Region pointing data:
-*-

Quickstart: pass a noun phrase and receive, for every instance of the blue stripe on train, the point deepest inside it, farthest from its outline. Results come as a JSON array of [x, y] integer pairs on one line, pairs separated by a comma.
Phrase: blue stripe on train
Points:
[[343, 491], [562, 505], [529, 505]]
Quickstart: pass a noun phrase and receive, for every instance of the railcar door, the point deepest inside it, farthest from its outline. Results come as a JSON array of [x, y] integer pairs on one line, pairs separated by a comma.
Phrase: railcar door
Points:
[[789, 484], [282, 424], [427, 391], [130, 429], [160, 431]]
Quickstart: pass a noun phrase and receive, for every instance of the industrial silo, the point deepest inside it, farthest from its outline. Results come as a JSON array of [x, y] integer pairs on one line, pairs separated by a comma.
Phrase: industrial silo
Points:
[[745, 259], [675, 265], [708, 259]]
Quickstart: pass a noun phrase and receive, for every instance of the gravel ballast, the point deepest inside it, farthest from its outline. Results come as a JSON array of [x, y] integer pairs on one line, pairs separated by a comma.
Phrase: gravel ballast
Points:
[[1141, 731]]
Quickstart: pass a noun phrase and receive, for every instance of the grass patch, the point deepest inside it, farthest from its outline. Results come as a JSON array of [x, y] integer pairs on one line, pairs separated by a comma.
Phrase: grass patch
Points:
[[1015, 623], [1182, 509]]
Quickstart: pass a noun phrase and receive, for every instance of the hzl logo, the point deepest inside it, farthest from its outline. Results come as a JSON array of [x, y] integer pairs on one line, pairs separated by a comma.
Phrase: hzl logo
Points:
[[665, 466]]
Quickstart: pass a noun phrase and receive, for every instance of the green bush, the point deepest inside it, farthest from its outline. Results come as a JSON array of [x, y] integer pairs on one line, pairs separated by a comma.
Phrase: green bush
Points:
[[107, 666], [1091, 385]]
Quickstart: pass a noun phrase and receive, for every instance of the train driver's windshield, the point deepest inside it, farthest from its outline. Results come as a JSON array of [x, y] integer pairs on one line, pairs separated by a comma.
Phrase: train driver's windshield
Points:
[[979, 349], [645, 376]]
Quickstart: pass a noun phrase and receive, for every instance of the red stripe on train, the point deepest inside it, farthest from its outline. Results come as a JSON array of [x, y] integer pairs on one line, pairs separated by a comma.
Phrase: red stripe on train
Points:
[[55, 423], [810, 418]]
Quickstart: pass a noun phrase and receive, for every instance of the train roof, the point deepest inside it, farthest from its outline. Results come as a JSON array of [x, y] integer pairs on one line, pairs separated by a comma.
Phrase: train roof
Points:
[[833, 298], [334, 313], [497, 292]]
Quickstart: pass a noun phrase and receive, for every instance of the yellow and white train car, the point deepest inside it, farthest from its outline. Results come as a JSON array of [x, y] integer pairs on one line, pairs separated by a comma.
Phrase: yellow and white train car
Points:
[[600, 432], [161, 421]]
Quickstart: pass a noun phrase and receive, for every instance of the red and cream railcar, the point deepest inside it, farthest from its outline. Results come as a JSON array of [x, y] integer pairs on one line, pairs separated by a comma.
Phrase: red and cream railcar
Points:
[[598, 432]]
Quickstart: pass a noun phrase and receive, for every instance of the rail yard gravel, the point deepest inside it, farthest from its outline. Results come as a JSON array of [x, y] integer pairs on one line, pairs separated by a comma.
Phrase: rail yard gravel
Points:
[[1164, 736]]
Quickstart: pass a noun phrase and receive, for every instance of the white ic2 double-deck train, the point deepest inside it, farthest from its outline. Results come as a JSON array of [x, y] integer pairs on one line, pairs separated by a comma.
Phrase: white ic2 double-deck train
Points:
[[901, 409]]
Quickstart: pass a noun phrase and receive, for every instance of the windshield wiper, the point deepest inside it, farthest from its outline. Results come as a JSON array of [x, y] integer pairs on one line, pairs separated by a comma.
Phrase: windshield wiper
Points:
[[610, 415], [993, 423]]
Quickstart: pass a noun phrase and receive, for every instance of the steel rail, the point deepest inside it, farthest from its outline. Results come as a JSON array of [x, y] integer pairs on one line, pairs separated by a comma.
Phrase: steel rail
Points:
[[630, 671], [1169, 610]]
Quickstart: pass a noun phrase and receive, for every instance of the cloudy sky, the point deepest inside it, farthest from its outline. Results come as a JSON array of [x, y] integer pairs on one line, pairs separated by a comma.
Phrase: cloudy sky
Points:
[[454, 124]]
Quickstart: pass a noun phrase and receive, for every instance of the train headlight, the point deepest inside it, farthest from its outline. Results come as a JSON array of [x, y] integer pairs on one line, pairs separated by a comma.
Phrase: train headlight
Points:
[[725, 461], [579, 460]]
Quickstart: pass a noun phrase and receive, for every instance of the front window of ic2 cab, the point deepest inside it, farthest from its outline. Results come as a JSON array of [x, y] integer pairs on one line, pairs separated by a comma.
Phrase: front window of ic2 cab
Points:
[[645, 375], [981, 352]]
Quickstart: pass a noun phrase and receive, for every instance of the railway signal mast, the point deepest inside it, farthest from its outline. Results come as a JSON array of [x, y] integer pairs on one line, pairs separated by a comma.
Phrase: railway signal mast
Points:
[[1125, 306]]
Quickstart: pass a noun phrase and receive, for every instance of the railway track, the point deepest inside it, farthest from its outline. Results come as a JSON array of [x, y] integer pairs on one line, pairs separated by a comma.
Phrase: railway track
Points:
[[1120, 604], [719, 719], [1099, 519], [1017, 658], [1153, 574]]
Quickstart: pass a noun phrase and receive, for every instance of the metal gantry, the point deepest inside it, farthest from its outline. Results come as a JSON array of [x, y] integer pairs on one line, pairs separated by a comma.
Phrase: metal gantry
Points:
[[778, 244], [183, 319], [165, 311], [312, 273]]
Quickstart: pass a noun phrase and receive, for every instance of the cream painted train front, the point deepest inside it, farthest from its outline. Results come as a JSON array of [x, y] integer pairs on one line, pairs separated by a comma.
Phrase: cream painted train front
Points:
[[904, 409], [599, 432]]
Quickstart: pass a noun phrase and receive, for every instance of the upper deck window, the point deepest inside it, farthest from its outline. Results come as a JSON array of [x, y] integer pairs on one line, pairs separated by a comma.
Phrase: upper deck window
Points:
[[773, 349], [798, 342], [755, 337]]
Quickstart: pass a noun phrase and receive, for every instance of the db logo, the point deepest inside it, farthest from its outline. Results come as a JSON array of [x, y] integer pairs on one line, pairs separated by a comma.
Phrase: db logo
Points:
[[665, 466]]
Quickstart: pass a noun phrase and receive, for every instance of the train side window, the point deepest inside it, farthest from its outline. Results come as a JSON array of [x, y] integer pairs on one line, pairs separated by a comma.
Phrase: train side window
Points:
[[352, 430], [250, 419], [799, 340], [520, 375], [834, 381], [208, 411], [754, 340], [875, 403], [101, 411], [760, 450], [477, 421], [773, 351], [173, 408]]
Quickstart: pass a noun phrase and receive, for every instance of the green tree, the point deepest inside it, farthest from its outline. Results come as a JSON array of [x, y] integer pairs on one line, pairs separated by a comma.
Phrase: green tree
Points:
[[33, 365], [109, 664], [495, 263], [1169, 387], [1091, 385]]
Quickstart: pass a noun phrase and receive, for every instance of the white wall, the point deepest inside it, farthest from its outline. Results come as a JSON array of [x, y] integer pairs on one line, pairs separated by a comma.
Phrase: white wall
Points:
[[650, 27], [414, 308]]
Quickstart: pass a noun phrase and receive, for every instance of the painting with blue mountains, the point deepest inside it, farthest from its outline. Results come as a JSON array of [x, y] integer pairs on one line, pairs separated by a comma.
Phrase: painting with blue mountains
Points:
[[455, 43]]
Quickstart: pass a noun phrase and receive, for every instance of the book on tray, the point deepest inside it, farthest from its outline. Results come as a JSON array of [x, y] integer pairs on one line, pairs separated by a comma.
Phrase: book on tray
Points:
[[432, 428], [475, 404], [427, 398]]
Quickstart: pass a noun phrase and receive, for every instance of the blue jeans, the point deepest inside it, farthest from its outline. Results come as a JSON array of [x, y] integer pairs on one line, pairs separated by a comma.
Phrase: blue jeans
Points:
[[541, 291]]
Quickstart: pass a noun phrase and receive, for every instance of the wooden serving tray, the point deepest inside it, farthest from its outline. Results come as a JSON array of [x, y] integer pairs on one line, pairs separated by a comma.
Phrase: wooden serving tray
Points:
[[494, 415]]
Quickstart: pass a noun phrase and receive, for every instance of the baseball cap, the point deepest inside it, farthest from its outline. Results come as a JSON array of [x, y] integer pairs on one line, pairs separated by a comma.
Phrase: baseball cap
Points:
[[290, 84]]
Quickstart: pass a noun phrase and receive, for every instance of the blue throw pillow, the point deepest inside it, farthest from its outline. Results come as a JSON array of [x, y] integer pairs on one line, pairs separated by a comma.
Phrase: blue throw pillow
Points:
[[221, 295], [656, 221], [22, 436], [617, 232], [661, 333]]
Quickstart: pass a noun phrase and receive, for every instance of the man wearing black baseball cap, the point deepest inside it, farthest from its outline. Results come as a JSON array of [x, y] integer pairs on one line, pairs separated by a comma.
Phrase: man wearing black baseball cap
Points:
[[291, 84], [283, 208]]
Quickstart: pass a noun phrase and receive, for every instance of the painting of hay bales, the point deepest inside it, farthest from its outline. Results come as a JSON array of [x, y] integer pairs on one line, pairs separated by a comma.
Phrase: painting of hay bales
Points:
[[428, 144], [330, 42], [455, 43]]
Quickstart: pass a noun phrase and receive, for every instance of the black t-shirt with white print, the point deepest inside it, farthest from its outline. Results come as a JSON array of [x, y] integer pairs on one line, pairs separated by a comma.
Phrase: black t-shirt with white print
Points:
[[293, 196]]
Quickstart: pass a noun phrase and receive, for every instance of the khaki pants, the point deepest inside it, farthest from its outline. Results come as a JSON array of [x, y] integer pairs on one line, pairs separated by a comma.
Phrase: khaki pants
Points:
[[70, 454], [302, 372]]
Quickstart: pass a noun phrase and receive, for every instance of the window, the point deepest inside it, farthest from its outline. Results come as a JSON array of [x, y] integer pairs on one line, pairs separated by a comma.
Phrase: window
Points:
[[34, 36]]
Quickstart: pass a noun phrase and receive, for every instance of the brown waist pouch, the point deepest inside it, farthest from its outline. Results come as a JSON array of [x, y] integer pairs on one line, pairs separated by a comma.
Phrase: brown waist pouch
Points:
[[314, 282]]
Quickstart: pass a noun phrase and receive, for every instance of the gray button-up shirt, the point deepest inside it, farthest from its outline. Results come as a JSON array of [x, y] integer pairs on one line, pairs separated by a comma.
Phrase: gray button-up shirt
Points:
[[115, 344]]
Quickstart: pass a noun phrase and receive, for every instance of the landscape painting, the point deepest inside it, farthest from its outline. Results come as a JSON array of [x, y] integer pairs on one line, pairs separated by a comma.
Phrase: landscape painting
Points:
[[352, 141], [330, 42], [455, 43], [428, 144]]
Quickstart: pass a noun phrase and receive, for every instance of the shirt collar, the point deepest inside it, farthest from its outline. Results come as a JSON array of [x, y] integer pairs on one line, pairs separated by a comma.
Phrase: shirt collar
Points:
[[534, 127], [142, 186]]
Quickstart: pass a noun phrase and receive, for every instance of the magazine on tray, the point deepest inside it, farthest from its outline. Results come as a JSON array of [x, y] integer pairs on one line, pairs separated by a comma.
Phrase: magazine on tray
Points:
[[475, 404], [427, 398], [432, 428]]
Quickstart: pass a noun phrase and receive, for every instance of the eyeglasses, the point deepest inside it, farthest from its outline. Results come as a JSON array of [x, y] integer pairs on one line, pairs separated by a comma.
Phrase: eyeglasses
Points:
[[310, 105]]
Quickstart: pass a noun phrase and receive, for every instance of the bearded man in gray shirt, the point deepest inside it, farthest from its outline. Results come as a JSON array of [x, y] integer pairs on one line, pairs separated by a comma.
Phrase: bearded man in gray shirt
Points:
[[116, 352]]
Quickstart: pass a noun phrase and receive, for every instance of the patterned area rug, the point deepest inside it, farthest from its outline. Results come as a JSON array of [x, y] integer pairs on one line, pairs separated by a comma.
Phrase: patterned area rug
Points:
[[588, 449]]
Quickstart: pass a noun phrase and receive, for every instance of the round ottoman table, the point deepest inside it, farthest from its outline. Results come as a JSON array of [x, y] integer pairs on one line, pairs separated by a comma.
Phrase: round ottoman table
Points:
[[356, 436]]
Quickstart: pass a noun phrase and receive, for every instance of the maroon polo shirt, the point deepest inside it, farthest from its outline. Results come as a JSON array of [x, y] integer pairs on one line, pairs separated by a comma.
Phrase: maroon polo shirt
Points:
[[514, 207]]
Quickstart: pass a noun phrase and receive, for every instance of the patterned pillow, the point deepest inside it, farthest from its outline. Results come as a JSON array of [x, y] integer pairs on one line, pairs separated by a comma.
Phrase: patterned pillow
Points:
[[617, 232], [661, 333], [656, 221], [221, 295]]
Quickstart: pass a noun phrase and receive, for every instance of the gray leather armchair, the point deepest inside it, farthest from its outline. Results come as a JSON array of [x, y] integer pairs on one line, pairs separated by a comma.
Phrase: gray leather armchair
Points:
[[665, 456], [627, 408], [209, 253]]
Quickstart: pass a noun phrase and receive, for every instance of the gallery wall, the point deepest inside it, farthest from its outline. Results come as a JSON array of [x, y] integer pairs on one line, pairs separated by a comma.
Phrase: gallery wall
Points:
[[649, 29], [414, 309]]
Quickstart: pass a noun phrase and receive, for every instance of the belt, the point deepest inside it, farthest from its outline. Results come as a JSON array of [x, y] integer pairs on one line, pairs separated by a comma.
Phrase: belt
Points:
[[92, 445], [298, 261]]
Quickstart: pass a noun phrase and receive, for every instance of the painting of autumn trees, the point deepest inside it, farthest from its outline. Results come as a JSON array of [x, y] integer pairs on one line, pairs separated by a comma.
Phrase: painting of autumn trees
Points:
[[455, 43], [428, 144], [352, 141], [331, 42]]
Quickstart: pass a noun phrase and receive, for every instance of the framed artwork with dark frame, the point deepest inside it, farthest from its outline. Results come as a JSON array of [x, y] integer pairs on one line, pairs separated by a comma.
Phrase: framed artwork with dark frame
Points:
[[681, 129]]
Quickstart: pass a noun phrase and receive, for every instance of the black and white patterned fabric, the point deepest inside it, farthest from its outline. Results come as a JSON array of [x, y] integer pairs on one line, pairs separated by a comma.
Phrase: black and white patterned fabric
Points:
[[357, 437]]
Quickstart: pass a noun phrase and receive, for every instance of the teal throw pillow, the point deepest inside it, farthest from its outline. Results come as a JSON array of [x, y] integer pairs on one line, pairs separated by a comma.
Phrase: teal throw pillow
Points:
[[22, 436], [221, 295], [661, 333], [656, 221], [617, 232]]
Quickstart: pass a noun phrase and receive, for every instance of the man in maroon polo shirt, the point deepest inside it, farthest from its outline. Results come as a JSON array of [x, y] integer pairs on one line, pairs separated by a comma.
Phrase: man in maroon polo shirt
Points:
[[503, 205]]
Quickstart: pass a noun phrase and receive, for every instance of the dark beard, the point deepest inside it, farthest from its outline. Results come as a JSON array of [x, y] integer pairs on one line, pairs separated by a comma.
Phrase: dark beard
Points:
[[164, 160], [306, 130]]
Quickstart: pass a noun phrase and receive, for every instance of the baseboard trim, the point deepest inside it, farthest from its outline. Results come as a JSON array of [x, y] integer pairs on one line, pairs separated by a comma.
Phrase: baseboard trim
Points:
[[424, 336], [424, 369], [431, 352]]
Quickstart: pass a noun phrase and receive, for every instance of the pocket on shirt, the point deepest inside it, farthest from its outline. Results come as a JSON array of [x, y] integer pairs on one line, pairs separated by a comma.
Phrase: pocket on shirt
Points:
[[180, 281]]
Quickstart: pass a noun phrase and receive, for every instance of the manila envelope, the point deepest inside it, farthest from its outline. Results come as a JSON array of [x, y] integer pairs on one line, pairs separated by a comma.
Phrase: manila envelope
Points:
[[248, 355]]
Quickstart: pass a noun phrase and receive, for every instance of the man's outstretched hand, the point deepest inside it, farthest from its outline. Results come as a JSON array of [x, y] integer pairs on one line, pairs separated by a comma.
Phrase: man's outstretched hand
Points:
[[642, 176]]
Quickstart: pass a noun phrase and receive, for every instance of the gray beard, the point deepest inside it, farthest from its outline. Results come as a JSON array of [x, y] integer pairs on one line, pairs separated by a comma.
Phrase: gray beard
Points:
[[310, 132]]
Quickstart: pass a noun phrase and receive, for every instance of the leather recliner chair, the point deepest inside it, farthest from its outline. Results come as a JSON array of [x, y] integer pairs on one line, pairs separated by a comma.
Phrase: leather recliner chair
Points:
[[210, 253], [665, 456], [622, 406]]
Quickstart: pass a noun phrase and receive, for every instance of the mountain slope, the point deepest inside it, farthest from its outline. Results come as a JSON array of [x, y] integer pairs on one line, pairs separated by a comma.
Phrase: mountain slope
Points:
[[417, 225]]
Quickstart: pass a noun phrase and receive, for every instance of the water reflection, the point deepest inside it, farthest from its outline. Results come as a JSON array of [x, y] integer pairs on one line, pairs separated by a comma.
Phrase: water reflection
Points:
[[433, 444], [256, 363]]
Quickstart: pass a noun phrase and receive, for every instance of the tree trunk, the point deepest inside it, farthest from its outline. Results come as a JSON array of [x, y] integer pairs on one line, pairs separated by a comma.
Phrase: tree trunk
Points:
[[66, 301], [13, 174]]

-*-

Directions:
Lines holding the word "headlight" in the entries above are the ones to pull out. Copy them all.

Task output:
Quickstart: pass a noun phrase and receive, for every instance of the train headlight, the point deepest inside it, farthest from its outline. Results come as a JSON array of [x, y] integer pairs on one line, pairs separated by a comma.
Phrase: train headlight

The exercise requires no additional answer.